- [What is required]: Write out the part of the page on the 2024 COSAFA U-17 Youth Championship that opens with the words containing "The 2024 COSAFA" and closes with "Johannesburg, South Africa.", copying it word for word.

COSAFA U-17 Youth Championship 2024

Tournament details
- Host country: South Africa
- Dates: 5–14 December
- Teams: 12 (from 1 sub-confederation)
- Venues: 2 (in 1 host city)

Final positions
- Champions: Zambia (4th title)
- Runners-up: Angola

Tournament statistics
- Matches played: 21
- Goals scored: 70 (3.33 per match)
- Top scorer(s): Abel Nyirongo (7 goals)
- Best player: Mapalo Simute
- Best goalkeeper: Gelson Dala
- Fair play award: Angola

= 2024 COSAFA Under-17 Championship =

The 2024 COSAFA U-17 Youth Championship (officially known as the TotalEnergies U-17 Africa Cup of Nations 2025 — COSAFA Qualifiers) was the 12th edition of the COSAFA U-17 Youth Championship (and the 4th time the tournament served as the qualifiers for the continental final tournament), the international youth football championship organised by COSAFA for the men's under-17 national teams of Southern Africa. Mozambique was initially designated to host the tournament but was stripped of the hosting rights due to ongoing protests following the 2024 Mozambican general election. It was then moved to Johannesburg, South Africa.

Zambia were the defending champions, having defeated South Africa 2–1 in the final of the previous edition, and they successfully retained their title by defeating Angola 2–1 in the final.
==Participation==
===Participating teams===
Twelve of the 14 COSAFA member nations have entered the competition, which serves as the regional qualifying tournament for the 2025 U-17 Africa Cup of Nations. Originally there were 2 qualification spots, but a third spot was added after the competition.

Note: All statistics exclude instances where the team was disqualified during the tournament.

(Image point annotation entries)
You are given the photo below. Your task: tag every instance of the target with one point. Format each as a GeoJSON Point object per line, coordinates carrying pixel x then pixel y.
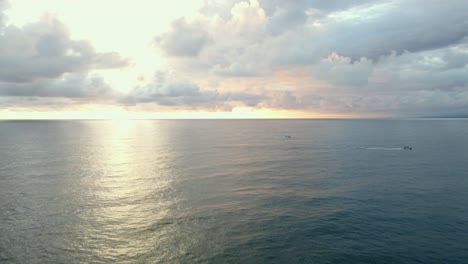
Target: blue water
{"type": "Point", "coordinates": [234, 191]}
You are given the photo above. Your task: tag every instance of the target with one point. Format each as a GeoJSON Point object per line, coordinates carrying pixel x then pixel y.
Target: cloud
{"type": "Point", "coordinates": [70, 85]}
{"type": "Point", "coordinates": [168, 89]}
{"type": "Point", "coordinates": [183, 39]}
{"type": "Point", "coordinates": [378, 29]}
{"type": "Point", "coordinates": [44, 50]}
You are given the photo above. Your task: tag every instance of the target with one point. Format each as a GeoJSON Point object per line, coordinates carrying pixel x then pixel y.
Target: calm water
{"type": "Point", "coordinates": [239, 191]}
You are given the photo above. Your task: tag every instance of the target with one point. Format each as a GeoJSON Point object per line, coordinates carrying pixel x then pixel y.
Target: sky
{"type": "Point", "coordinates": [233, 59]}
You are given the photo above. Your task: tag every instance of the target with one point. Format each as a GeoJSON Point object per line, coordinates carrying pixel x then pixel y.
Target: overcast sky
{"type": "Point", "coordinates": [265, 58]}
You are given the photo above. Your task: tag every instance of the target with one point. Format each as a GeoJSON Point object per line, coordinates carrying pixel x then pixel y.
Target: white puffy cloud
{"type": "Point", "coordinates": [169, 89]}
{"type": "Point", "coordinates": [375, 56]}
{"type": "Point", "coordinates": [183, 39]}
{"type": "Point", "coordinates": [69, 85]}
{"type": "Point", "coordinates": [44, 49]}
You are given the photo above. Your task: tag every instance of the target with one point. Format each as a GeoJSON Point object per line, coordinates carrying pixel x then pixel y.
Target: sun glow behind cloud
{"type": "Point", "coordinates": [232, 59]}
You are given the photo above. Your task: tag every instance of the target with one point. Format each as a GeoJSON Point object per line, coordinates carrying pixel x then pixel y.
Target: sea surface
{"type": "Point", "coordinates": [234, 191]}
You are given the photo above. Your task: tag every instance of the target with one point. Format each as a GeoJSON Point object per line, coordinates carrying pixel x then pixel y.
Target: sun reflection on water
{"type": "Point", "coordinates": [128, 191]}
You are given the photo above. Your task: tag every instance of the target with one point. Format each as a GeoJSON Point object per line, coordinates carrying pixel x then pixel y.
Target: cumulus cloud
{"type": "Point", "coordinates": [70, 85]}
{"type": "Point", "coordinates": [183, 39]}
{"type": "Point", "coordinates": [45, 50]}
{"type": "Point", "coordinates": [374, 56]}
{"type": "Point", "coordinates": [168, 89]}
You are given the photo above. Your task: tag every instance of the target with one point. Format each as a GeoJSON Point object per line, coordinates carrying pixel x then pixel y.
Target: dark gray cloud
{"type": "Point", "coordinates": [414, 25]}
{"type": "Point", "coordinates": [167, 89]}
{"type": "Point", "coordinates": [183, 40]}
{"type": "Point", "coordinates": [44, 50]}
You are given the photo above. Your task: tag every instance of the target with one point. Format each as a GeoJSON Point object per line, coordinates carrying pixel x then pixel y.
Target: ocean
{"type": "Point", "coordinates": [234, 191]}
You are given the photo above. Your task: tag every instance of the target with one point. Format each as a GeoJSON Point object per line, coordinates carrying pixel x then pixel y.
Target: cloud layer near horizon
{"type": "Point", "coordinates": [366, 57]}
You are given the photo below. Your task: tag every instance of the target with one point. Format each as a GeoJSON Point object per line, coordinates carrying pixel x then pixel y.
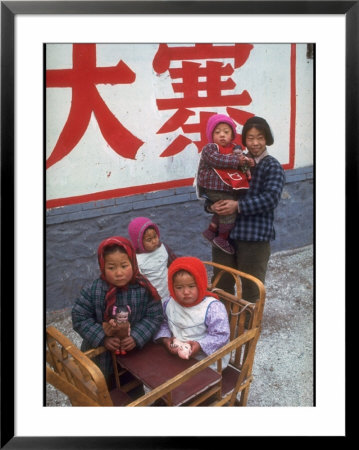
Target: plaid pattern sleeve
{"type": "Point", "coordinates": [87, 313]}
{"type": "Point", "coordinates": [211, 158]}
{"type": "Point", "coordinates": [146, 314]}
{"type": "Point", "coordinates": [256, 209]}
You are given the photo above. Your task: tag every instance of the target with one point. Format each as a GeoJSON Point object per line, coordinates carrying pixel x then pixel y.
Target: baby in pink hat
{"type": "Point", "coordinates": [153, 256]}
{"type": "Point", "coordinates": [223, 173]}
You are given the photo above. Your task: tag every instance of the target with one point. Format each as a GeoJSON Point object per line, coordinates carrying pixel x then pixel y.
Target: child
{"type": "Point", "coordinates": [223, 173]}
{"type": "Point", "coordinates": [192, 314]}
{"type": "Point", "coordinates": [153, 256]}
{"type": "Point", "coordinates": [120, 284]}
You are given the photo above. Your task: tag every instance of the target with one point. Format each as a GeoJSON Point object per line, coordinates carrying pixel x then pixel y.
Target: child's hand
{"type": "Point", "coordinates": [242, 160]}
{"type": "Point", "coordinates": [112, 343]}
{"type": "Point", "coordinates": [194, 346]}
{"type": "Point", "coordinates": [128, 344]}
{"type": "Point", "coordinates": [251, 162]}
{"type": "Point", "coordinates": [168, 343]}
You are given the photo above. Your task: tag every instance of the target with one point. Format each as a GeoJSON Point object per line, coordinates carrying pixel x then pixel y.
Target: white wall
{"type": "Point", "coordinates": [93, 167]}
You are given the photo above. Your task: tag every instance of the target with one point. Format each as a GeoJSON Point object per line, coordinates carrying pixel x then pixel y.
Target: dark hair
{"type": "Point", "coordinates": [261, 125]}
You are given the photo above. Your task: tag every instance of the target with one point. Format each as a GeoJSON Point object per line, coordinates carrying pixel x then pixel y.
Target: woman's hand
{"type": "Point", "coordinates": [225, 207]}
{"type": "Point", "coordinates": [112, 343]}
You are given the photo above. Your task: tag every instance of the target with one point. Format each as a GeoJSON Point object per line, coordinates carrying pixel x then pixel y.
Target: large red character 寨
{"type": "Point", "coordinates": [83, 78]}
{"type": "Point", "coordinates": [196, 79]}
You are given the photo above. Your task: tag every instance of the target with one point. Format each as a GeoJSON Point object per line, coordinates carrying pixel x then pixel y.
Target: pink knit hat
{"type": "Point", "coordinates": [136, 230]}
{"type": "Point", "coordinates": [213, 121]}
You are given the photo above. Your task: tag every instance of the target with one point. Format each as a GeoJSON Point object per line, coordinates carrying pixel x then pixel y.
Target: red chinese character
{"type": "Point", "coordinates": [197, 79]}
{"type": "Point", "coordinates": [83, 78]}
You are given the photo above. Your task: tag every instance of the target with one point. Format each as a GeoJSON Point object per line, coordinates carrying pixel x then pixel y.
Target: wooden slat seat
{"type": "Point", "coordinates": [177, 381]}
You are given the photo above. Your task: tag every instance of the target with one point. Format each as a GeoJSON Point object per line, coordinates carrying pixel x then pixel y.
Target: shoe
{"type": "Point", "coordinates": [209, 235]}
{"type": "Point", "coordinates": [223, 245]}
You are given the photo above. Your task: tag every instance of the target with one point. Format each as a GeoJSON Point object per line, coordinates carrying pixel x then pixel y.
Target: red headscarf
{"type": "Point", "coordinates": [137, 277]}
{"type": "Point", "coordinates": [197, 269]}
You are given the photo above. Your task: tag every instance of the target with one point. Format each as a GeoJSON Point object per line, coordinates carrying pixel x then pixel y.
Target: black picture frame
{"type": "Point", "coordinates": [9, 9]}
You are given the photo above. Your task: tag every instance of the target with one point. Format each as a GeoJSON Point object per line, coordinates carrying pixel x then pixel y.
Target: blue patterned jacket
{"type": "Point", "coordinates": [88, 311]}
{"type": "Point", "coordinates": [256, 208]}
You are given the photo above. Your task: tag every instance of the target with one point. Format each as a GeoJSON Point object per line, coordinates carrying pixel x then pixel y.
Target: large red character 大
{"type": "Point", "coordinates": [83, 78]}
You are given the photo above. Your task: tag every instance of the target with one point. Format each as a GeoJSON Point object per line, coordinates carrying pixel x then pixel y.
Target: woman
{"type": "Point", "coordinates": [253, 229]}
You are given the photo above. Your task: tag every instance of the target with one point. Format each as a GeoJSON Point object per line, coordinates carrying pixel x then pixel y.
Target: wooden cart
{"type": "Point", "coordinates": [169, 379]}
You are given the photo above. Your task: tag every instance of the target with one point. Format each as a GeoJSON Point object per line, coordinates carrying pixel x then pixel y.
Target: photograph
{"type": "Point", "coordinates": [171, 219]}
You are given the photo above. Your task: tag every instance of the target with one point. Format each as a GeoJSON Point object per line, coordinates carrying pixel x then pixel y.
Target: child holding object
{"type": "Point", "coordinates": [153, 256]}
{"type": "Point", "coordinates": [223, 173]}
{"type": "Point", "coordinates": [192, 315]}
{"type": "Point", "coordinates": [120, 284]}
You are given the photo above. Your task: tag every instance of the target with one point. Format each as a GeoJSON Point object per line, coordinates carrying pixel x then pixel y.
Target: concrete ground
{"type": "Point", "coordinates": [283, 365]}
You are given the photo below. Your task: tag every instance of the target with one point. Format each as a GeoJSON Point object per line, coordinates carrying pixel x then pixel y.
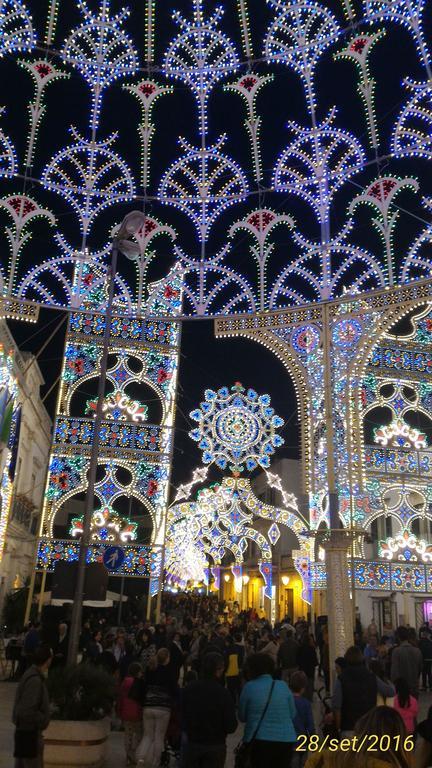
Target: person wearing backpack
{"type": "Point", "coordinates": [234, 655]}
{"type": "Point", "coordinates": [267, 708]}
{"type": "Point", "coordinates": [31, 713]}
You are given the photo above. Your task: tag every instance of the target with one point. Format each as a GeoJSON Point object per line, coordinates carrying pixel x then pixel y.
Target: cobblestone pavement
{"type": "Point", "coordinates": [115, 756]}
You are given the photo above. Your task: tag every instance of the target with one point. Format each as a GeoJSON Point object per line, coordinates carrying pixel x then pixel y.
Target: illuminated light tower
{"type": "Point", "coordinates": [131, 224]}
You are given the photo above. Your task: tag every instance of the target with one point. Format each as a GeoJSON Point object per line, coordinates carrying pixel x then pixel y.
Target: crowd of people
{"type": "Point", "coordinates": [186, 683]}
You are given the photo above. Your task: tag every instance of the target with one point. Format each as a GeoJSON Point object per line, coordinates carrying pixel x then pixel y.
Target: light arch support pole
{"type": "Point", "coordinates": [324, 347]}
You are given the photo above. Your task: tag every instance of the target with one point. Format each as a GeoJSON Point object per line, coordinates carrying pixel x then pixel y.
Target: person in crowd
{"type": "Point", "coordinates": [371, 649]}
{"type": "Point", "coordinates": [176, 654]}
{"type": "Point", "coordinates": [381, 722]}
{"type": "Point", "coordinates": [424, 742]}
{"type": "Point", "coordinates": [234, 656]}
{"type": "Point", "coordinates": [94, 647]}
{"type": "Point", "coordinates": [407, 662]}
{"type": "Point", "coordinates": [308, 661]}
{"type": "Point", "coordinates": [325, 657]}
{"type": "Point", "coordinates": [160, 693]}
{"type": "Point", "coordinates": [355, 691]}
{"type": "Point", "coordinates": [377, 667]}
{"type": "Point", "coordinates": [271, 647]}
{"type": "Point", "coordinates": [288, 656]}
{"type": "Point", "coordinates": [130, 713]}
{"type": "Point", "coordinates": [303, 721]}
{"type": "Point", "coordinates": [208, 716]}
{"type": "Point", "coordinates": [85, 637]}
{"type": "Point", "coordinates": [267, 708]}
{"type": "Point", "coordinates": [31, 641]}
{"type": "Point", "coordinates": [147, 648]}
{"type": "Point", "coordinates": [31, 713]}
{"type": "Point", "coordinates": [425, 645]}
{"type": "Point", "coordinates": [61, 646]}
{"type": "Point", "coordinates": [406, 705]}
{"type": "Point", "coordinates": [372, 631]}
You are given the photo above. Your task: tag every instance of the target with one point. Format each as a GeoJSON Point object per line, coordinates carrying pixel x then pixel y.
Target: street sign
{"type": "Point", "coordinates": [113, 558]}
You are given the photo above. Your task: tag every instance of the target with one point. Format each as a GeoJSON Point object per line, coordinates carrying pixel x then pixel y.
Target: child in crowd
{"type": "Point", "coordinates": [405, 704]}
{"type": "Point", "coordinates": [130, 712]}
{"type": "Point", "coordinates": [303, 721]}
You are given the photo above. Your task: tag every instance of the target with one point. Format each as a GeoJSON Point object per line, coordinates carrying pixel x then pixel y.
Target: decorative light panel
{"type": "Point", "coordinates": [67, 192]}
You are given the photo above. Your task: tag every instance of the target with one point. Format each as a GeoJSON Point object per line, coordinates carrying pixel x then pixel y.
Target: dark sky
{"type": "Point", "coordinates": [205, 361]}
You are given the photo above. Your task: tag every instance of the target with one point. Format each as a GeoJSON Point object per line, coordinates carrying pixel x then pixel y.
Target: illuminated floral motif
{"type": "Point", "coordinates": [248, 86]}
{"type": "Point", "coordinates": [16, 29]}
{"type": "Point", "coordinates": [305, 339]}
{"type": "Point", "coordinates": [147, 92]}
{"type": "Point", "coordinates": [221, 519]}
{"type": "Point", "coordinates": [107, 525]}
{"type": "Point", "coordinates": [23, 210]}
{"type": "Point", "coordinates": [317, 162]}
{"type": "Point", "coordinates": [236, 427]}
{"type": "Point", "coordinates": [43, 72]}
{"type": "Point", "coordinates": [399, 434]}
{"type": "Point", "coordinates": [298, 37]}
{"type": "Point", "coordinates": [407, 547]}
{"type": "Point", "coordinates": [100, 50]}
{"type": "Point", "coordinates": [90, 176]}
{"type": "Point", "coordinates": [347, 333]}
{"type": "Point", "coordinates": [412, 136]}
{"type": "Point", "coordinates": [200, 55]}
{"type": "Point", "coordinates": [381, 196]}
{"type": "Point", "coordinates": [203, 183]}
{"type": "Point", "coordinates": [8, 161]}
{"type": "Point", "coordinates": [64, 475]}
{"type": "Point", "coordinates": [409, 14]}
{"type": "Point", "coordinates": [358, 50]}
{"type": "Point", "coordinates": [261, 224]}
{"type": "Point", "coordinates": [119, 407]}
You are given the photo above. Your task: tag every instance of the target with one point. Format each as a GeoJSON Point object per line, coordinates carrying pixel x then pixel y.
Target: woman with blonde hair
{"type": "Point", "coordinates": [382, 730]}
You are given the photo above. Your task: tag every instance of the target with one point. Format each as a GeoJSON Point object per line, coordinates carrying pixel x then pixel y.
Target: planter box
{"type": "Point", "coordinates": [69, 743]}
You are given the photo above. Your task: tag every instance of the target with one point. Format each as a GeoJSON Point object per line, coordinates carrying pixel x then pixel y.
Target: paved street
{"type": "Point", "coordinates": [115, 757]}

- [Answer to the exercise]:
The 2024 COSAFA U-17 Youth Championship (officially known as the TotalEnergies U-17 Africa Cup of Nations 2025 — COSAFA Qualifiers) was the 12th edition of the COSAFA U-17 Youth Championship (and the 4th time the tournament served as the qualifiers for the continental final tournament), the international youth football championship organised by COSAFA for the men's under-17 national teams of Southern Africa. Mozambique was initially designated to host the tournament but was stripped of the hosting rights due to ongoing protests following the 2024 Mozambican general election. It was then moved to Johannesburg, South Africa.